- **Quoted passage**
○ ○ ○ ○

There is a glitch in the website.

If you run Air times first (which is what I did) then switch to 32x and run those numbers it gives a bum result.

Try this, run your Air time @ 70' you get the result you posted
Then run your 32x time @ 70' you get 0% pDCS

If I refresh the page to reset it and run the Nitrox first I get your results.

User beware.
I would advise starting from a "clean" refresh of the page each time before running a calculation through it.

At least on my Android phone using Chrome.
 
My reductions in SurfGF are more consistent with Subsurface as opposed to EFX. I generally expect 1+/- % decrease in SurfGF for each min spent at the SS
 
I don't know what the spreadsheet is calculating, but here is what the "Surface GF" is that recent versions of Subsurface show in the info box (the code is here:
Subsurface-divelog/subsurface ). Every model I am aware of is calculating tissue inert gas loadings. The natural units for those are partial pressures, something like 1.53bar for the partial pressure of N2, say. The problem is that this number alone is not very telling (is it high? or low?). So, for the user to judge it is worthwhile to translate that to other units or to set it in some relation to another pressure.

To me, it appears to be most understandable to translate this to a ceiling depth, i.e. to the minimal depth you could ascent to with this tissue loading. And in Subsurface, we show this as the green ceiling areas and numerically in the info box. But if you insist on showing it as a pressure rather than a depth, a good reference pressure to compare to is the m-value, the (according to a model) maximal allowed tissue pressure at a given depth. It has become conventional not to compare the absolute pressures but rather the excess over the ambient pressure, i.e. compute the ratio

(p_tissue - p_ambien) / (m-value - p_ambient)

If you use plain vanilla (GF 100/100) Bühlmann to compute the m-value and express the ratio as a percentage, this is "the gradient factor". Note that since this involves the ambient pressure which is increasing with depth and also the m-value in itself is depth dependent, the numerical value of the gradient factor depends on depth. But we were after an absolute measure of the amount of gas in the tissue and since the amount is not depth dependant, we should better use a value that does not change when you change depth (without changing the amount of gas in the tissue). So the idea off Shearwater was to use the "surface GF", i.e. the gradient factor that you would have if you used depth=0 and ambient pressure = surface pressure in the above calculation.

○ ○ ○ ○

[Source data]
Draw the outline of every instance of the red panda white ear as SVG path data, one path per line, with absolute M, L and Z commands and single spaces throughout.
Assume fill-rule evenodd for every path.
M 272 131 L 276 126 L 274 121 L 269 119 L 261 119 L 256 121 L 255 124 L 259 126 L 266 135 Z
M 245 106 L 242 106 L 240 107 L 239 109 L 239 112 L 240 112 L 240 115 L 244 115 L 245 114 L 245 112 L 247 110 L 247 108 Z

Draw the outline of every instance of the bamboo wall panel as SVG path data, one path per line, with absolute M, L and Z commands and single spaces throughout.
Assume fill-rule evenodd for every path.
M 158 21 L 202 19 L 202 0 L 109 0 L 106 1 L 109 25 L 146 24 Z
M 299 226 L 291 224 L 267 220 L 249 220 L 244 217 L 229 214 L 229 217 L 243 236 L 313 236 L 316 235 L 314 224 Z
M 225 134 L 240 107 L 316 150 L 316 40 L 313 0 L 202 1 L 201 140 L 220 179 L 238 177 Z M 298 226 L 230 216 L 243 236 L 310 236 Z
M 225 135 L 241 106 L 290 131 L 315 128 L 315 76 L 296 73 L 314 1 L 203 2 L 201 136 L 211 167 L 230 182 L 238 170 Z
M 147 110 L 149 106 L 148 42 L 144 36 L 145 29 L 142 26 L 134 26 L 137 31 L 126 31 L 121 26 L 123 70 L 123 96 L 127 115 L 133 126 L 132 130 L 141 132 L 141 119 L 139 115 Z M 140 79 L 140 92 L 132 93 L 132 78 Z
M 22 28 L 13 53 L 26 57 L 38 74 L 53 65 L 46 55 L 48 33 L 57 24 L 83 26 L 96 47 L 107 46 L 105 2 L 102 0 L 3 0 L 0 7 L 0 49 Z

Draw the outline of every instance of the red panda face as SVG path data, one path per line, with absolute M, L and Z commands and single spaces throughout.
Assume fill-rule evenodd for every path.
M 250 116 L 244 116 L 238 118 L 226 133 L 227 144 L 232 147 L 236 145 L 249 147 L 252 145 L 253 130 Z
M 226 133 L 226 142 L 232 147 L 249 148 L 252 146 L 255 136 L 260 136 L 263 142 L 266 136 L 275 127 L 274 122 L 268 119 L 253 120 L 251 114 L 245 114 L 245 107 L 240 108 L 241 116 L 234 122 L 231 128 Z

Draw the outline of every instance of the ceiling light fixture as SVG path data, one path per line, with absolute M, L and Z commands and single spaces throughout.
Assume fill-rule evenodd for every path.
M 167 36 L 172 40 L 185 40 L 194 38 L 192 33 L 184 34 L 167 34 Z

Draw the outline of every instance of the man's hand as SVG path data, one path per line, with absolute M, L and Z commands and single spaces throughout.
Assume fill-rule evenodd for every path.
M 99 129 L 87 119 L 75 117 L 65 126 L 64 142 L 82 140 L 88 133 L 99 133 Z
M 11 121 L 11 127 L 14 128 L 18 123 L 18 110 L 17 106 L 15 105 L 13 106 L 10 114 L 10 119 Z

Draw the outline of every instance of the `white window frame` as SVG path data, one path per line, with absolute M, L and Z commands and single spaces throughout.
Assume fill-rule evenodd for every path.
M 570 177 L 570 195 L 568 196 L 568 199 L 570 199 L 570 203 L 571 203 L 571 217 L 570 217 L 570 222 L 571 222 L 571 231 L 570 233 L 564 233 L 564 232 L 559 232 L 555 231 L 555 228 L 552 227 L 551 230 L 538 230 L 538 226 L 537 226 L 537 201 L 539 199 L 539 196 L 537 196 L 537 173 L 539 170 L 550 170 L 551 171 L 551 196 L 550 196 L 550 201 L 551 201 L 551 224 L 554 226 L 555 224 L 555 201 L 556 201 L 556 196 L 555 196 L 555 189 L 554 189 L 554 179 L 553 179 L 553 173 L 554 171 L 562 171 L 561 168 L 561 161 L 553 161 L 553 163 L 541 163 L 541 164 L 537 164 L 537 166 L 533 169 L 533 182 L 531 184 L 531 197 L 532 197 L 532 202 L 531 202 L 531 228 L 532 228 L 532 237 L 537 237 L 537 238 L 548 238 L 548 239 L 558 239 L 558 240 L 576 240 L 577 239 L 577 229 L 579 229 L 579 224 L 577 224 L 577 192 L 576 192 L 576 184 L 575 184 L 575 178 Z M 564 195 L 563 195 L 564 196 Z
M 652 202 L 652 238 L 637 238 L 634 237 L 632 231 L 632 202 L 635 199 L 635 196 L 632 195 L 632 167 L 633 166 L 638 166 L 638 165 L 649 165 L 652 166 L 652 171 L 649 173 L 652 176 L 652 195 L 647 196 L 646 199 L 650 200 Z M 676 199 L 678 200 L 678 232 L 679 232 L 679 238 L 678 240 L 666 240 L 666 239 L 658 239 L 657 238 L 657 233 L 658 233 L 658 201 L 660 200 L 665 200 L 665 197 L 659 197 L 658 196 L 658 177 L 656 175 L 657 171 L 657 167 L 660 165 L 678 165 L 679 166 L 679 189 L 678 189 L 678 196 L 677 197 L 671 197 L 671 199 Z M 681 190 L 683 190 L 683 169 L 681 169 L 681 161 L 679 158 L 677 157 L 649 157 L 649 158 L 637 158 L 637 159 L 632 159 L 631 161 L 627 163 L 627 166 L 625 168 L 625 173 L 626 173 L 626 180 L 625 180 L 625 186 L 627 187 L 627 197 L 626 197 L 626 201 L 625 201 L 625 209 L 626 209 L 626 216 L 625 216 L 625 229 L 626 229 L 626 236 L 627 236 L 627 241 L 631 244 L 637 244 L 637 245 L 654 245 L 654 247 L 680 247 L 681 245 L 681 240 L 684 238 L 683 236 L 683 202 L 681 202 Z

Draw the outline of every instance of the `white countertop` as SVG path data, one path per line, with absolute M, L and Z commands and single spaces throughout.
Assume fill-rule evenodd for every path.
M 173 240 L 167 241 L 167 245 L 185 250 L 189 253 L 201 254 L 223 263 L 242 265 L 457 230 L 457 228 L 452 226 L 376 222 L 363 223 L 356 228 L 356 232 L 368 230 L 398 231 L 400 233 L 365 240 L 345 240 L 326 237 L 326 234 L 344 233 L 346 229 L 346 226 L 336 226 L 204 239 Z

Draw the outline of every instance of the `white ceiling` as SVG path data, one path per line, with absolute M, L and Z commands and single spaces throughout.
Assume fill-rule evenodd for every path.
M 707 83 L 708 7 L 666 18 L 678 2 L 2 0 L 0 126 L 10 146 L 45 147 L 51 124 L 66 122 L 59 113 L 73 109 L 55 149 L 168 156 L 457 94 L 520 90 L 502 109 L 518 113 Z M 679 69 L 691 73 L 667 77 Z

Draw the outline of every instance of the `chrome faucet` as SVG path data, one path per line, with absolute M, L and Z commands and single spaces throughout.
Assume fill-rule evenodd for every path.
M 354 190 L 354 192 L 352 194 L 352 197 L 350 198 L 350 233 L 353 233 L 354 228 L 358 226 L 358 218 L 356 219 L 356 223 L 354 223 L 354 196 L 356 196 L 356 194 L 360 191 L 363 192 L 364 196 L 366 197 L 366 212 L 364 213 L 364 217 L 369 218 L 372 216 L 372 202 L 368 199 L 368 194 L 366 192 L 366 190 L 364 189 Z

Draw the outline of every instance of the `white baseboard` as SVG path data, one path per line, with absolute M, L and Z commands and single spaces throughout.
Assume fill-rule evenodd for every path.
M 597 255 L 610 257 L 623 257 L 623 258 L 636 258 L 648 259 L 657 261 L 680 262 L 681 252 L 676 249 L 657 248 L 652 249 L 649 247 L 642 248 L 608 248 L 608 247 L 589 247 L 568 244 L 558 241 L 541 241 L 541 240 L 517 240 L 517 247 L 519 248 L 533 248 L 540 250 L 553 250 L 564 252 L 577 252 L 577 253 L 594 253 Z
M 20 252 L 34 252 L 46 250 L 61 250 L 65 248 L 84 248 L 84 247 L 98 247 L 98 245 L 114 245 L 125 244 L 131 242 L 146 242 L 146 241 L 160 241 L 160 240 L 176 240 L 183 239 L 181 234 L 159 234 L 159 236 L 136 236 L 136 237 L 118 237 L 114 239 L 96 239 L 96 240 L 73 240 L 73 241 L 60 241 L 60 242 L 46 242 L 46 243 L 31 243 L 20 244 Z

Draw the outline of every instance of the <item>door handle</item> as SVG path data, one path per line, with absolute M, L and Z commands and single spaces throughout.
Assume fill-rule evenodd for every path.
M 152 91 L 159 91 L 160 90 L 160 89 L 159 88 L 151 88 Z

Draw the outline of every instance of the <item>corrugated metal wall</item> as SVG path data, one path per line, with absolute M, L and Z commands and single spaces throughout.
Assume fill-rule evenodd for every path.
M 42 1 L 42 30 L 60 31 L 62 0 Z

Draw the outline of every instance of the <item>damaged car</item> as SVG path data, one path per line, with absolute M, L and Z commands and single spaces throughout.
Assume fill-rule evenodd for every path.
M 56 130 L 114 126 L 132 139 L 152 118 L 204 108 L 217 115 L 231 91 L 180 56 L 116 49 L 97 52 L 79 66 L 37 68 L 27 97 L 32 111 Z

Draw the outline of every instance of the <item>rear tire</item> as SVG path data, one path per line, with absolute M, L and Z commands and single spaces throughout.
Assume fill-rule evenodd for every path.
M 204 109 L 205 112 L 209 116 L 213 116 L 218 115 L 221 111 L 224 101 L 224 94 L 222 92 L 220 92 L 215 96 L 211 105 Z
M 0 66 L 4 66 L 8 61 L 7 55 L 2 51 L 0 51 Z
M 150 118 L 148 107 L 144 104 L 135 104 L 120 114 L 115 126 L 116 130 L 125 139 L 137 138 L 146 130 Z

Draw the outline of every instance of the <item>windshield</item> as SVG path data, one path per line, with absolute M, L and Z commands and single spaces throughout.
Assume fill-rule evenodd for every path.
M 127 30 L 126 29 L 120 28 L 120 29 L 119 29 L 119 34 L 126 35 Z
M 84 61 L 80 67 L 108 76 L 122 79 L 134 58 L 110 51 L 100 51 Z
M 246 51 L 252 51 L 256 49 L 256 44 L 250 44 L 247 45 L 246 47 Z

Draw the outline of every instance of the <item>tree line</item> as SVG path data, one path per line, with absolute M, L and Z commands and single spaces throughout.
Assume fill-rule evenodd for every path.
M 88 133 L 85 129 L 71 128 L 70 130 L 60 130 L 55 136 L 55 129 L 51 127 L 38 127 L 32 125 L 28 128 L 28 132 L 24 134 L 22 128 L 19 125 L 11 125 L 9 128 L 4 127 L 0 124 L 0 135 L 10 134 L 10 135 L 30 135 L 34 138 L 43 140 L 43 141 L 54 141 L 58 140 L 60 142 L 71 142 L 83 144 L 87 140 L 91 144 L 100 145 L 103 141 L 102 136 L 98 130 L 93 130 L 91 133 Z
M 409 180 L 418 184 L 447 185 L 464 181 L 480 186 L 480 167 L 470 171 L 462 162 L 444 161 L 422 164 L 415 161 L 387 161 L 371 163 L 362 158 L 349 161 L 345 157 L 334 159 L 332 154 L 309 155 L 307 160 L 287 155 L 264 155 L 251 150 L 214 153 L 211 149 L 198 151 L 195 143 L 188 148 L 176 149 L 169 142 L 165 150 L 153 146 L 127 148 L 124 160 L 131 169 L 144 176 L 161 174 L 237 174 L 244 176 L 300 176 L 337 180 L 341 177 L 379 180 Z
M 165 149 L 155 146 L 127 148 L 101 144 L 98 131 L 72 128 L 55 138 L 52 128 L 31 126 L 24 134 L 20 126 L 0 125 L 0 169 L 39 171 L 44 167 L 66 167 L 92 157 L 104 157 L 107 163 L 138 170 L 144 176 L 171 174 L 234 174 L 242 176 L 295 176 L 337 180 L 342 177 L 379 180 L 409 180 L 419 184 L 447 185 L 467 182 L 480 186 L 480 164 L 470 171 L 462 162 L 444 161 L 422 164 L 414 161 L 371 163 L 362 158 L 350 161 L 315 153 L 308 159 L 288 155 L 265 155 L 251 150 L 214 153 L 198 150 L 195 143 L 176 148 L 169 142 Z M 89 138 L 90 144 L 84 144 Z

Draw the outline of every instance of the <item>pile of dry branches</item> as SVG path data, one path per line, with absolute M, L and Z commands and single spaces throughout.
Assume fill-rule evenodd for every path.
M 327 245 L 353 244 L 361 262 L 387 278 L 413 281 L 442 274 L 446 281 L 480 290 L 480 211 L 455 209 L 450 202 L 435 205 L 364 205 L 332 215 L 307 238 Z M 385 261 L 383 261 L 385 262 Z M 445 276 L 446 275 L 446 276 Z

○ ○ ○ ○

- **Problem set**
[1] Answer these questions using the forum thread:
(a) What does the author advise doing before running each calculation through the website?
(b) How does Subsurface display the ceiling depth?
(c) What depth and ambient pressure does the "surface GF" assume?
[2] Express the records from the line containing "Draw the outline of every instance of the <item>pile" through the end of the records as a two-column CSV with the columns instruction and outline. Give one row for each request, placing its text and its answer each in one quoted field with line breaks turned into spaces.
The records bear no relation to the forum thread.

- **Answers by task**
[1]
(a) Starting from a "clean" refresh of the page each time.
(b) As green ceiling areas and numerically in the info box.
(c) A depth of 0 and an ambient pressure equal to surface pressure.

[2]
instruction,outline
"Draw the outline of every instance of the <item>pile of dry branches</item> as SVG path data, one path per line, with absolute M, L and Z commands and single spaces throughout. Assume fill-rule evenodd for every path.","M 327 245 L 353 244 L 361 262 L 387 278 L 413 281 L 442 274 L 446 281 L 480 290 L 480 211 L 455 209 L 450 202 L 435 205 L 364 205 L 332 215 L 307 238 Z M 385 261 L 383 261 L 385 262 Z M 445 276 L 446 275 L 446 276 Z"